_Instruction_:
Quote, word for word, the line containing "Two rules. Place a point on every instance of the wall" and all lines that follow it to the end of the records, with no pictures.

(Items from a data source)
Begin
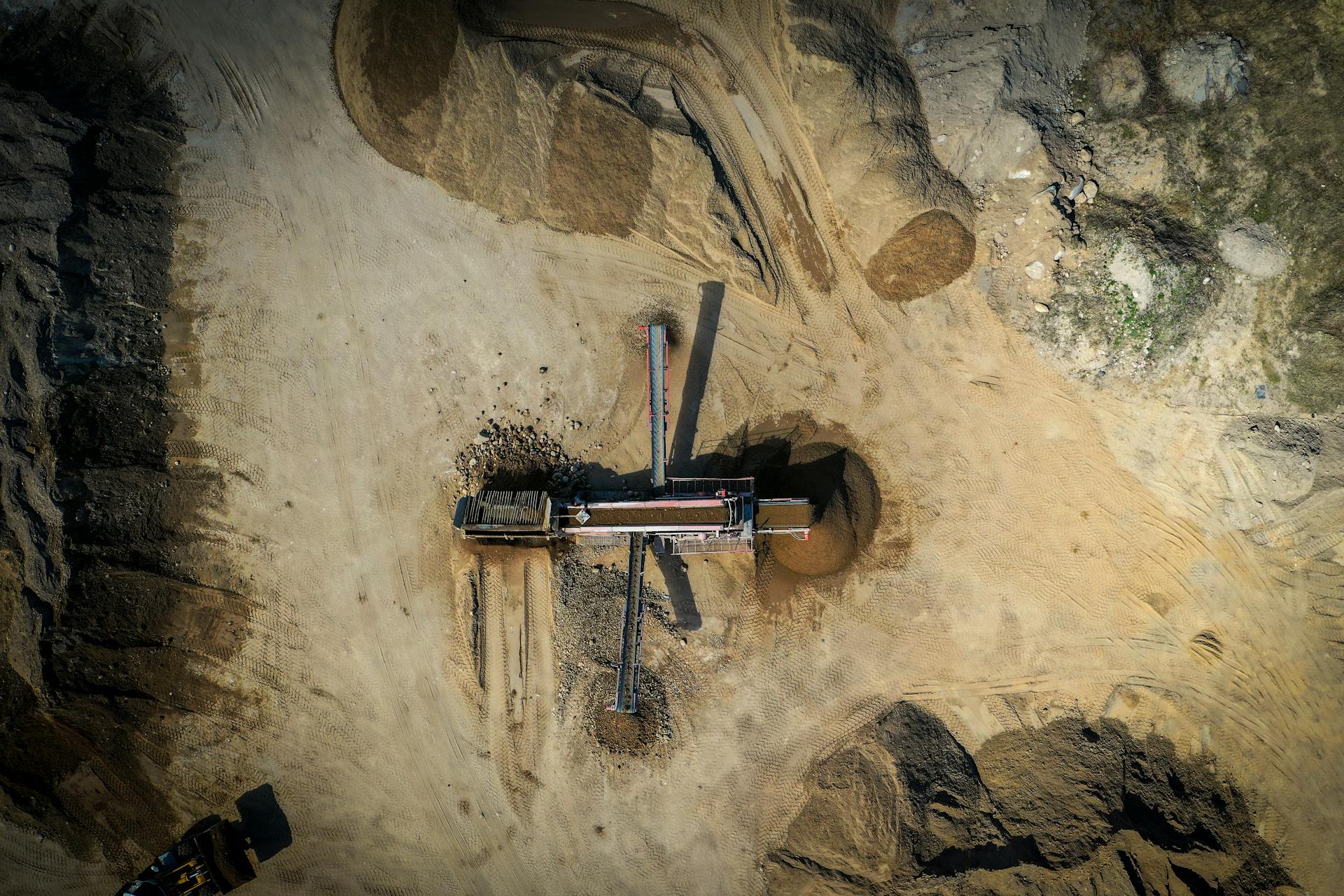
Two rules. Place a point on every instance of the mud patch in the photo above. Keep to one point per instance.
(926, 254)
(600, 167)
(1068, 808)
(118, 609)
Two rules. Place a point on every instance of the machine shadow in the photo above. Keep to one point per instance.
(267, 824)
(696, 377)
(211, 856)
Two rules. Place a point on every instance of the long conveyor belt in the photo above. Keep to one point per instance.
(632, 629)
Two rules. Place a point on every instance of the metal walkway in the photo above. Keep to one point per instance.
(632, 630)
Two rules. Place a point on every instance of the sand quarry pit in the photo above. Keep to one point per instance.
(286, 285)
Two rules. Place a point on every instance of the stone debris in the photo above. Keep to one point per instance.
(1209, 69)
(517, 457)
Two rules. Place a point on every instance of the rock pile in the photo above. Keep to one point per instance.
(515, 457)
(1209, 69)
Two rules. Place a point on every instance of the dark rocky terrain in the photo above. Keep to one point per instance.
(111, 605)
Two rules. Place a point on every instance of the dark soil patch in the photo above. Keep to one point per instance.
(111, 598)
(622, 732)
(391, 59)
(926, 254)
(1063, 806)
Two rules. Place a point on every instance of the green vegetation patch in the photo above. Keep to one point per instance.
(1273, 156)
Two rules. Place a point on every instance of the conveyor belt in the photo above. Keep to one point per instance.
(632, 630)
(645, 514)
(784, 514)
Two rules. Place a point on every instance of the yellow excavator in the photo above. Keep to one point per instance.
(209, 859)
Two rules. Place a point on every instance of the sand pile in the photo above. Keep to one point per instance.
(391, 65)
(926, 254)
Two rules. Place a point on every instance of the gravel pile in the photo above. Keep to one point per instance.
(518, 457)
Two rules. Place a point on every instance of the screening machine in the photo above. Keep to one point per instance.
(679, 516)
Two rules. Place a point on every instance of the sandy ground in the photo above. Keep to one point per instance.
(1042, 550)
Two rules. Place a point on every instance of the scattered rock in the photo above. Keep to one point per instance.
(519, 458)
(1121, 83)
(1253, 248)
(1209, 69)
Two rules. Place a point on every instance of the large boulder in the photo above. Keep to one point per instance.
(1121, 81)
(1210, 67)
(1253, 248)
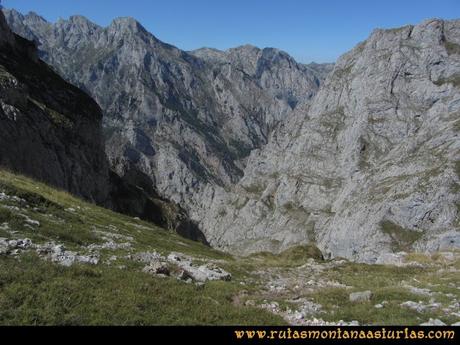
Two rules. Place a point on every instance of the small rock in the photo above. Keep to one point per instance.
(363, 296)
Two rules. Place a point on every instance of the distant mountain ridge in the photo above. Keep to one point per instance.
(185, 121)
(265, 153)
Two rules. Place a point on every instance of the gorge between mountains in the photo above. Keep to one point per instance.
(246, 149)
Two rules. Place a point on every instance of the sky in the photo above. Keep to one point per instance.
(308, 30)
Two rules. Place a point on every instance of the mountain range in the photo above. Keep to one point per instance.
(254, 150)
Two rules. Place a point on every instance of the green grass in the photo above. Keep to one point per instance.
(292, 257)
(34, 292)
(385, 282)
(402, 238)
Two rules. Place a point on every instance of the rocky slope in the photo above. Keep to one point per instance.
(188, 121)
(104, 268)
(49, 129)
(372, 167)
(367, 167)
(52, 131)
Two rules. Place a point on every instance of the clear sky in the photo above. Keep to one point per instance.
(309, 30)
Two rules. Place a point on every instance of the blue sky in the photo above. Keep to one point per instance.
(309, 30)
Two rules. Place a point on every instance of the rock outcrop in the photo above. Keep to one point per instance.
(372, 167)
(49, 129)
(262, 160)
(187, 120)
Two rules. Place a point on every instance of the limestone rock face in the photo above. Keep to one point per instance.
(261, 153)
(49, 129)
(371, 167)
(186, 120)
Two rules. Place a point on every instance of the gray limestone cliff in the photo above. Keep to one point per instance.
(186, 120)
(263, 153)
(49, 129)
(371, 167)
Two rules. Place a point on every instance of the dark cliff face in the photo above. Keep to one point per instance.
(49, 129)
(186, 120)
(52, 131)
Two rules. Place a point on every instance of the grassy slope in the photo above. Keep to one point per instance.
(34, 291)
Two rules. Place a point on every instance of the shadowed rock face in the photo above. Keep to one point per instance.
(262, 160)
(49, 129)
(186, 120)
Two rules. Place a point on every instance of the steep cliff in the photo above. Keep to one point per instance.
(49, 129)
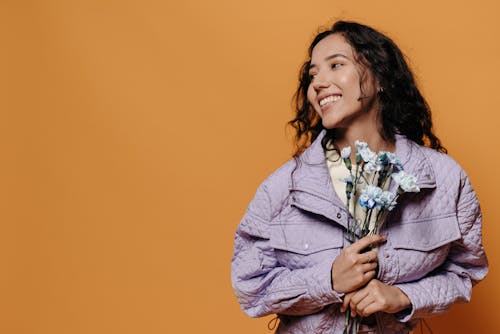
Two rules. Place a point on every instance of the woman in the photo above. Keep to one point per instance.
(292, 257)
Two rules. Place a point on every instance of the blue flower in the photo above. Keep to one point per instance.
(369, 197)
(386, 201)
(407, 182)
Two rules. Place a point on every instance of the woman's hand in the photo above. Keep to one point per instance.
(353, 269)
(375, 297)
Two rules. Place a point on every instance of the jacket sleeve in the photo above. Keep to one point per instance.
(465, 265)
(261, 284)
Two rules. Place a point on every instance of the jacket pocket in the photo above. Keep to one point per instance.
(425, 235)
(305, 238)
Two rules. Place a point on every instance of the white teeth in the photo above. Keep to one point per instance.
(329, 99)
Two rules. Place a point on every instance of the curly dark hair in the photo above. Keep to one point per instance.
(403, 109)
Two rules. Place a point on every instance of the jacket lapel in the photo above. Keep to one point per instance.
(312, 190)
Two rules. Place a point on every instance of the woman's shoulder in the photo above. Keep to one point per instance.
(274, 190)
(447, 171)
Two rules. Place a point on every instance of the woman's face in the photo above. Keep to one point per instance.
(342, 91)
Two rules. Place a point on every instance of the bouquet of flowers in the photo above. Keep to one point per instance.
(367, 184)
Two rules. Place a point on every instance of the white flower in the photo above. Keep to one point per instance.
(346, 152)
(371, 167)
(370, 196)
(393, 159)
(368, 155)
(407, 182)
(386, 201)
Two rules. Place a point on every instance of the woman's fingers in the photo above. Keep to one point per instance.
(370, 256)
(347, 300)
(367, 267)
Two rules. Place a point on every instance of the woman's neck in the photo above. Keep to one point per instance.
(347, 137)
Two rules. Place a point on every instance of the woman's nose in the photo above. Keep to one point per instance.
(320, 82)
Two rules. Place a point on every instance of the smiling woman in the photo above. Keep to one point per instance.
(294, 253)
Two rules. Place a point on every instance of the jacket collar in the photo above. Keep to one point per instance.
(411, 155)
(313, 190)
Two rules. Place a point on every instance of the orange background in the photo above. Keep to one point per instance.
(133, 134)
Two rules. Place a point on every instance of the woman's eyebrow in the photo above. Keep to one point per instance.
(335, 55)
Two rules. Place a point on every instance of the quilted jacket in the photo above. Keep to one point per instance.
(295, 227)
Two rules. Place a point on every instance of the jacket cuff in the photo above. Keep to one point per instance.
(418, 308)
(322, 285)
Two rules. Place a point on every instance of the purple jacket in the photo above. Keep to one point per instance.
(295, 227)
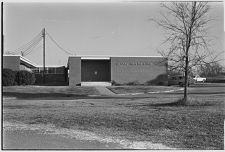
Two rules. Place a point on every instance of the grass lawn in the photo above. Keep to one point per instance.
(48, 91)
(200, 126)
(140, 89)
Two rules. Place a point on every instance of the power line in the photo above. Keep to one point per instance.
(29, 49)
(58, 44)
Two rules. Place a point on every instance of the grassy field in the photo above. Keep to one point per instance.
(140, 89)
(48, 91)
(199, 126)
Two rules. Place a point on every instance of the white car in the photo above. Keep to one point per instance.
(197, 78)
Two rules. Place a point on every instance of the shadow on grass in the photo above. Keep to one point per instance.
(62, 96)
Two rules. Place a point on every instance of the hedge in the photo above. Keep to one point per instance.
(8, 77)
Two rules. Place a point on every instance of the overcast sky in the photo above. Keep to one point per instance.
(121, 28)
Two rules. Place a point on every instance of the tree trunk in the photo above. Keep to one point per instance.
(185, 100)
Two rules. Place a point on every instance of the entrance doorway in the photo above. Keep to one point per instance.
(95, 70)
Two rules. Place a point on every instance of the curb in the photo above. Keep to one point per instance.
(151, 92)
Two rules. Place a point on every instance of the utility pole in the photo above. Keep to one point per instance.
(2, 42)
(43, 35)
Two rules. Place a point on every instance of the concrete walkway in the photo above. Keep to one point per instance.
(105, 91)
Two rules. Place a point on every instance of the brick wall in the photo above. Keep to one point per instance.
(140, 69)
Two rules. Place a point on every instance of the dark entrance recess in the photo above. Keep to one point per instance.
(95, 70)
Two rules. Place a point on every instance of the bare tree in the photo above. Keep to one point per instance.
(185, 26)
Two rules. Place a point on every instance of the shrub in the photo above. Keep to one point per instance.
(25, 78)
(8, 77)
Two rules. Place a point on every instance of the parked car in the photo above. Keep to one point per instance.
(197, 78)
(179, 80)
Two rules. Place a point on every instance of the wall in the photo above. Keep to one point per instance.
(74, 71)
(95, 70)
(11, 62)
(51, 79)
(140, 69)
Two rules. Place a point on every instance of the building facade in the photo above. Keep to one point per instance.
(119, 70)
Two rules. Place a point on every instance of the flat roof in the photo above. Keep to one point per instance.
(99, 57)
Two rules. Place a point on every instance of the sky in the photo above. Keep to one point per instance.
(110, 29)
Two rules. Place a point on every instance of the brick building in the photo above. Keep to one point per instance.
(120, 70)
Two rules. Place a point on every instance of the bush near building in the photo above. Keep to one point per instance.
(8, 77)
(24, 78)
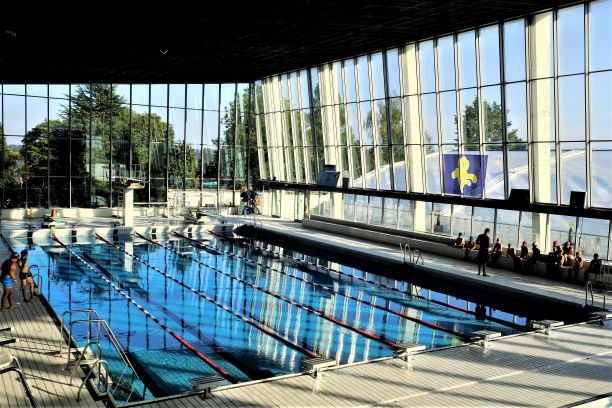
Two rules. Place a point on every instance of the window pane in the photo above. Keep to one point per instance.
End
_Answer below_:
Two rules. Place a point on every instance of the wall in the photo above. Keep to one point per instance.
(74, 71)
(95, 70)
(11, 62)
(51, 79)
(140, 69)
Two rules. Place a point on every instance of the building facade in the photo above. Keep to one point per instance.
(119, 70)
Two rules. Place a point on every instance of the flat roof in the photo above. Keep to one point per instance.
(99, 57)
Two rules. Place a point on every instance of the sky in the photo above. Keep to one point per instance.
(110, 29)
Two rules. Place a point on every instance of the brick building in the photo above. Keep to one point per instance.
(120, 70)
Two rules. Place a point on every instance of the bush near building in the photo above. Keep to one point per instance.
(8, 77)
(24, 78)
Two rules. Place a point on every instance of the window pane in the photo above. Keep to one point per instance.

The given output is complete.